DO THIS →
How many lines of the records contain the word "hills"? Give only the number.

[Saved entries]
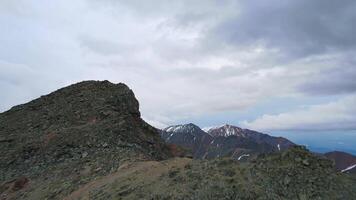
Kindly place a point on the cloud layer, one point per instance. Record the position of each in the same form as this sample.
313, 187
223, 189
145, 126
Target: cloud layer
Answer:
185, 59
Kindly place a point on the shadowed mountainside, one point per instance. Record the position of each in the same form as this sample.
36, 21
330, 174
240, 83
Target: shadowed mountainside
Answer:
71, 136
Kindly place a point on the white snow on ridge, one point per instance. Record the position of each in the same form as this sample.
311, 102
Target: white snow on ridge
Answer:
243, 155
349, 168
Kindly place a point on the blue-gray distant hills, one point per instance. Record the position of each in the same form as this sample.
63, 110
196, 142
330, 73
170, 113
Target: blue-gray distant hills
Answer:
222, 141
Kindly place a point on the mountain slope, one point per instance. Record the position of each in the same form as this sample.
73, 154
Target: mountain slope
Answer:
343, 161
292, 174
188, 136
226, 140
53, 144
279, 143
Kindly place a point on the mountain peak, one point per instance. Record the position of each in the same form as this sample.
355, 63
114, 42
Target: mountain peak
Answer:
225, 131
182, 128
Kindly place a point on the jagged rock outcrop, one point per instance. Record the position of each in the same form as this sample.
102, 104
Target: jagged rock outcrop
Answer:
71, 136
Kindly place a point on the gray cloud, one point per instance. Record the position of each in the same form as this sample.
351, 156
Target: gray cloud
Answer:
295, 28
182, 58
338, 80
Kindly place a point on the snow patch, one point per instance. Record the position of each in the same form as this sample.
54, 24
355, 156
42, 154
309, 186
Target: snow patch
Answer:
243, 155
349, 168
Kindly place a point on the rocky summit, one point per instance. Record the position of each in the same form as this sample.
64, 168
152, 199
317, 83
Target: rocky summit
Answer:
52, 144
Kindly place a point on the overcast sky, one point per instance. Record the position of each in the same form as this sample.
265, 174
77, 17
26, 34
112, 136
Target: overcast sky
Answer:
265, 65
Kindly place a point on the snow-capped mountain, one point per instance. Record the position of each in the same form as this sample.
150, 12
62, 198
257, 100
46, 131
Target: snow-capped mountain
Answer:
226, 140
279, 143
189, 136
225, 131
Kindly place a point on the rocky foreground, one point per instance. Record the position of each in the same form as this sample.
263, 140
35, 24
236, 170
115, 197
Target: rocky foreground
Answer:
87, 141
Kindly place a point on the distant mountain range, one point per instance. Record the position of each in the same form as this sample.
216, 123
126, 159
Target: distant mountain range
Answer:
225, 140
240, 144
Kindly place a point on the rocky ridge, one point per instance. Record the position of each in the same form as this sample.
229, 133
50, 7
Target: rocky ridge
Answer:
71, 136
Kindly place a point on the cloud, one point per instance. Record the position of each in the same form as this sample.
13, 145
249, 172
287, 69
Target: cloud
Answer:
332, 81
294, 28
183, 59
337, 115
==
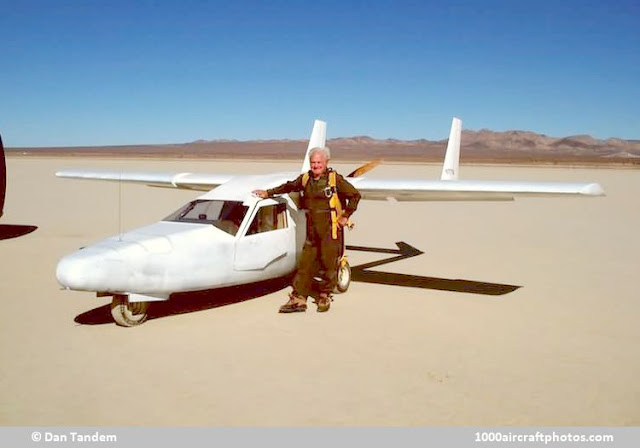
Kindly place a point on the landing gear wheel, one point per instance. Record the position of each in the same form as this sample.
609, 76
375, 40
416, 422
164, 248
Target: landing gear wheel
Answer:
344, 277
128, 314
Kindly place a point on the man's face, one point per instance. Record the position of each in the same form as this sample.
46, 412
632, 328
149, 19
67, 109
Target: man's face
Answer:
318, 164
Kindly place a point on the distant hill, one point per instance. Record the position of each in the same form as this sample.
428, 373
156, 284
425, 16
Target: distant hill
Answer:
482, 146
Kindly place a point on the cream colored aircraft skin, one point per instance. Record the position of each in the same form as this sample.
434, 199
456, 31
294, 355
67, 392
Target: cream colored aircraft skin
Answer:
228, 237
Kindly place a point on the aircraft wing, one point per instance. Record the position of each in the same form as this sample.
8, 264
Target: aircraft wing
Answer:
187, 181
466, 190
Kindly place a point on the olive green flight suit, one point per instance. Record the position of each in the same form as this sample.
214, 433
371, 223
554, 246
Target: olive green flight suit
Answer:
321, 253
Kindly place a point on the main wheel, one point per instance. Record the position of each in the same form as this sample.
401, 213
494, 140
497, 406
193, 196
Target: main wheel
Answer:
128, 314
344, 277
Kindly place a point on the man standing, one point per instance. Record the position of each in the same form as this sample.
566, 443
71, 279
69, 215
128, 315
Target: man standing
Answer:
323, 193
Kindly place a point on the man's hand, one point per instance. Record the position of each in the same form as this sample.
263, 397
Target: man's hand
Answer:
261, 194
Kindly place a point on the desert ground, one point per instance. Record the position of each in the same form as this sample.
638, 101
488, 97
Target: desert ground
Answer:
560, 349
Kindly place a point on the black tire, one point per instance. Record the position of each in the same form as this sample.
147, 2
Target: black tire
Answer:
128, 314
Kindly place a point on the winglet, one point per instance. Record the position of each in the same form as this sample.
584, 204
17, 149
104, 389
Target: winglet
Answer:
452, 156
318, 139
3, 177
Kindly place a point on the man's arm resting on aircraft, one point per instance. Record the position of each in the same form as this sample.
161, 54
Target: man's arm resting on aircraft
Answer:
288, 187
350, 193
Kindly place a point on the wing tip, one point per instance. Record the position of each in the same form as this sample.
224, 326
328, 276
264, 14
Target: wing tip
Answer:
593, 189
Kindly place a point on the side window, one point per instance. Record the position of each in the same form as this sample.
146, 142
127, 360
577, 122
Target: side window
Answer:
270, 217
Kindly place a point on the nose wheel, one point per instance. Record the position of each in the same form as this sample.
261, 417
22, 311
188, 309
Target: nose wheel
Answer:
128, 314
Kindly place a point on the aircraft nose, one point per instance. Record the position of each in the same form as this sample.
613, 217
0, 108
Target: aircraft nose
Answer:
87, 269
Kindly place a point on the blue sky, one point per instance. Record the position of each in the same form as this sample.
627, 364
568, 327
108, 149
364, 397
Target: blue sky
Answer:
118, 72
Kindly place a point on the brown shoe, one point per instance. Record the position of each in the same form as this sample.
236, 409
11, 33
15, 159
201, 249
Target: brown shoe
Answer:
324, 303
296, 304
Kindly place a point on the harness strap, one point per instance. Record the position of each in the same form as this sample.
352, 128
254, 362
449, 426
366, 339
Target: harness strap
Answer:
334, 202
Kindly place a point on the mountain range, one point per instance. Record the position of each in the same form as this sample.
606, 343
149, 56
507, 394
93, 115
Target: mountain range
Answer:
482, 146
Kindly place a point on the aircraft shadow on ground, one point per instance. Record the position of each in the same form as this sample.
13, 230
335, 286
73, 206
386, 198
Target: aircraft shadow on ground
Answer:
--
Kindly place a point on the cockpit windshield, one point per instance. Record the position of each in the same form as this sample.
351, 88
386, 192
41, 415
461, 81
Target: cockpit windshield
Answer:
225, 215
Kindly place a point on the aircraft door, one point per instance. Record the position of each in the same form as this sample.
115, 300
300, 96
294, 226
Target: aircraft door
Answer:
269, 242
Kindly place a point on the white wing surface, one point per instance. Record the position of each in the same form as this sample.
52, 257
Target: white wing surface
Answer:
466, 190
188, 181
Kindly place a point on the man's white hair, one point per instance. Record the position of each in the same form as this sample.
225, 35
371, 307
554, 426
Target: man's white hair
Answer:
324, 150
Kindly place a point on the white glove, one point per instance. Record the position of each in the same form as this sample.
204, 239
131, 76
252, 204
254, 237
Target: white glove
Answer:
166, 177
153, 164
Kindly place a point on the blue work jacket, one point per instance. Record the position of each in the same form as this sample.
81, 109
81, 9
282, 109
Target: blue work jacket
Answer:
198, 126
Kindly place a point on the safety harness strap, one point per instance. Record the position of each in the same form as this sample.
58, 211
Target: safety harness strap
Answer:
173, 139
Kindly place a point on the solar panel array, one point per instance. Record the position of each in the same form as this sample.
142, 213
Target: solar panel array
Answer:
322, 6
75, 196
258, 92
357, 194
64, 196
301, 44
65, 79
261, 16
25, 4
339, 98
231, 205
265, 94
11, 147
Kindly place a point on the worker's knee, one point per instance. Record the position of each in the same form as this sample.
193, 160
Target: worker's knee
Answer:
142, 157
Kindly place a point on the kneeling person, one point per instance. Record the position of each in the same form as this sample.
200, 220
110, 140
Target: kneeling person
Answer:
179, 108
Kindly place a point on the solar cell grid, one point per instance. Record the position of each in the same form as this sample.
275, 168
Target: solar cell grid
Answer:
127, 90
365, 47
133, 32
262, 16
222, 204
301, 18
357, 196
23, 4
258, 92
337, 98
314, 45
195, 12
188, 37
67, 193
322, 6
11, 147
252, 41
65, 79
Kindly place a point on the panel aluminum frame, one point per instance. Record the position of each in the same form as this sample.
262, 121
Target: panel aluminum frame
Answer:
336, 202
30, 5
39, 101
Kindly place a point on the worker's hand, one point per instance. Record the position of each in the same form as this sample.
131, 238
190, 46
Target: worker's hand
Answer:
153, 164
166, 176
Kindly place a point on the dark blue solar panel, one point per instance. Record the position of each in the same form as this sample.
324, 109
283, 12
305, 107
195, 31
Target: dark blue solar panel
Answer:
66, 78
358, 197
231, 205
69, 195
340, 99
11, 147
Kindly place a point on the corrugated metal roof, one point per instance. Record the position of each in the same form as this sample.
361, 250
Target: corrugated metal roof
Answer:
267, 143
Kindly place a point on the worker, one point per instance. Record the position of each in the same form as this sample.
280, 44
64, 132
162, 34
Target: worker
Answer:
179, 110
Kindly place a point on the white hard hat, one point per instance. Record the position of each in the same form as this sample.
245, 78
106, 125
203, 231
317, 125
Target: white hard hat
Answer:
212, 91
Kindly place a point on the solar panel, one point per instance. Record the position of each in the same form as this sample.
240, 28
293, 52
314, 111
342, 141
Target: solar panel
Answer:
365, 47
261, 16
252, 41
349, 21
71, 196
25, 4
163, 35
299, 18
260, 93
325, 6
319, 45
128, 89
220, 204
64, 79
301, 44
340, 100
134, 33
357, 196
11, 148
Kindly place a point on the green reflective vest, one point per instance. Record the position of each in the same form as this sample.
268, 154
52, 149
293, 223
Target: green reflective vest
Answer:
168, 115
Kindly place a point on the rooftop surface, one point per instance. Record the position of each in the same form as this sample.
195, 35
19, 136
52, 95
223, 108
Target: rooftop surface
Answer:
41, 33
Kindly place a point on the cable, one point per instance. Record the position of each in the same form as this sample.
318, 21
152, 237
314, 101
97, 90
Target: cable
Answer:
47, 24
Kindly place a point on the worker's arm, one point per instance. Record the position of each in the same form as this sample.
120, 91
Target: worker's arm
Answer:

CORRECT RESPONSE →
2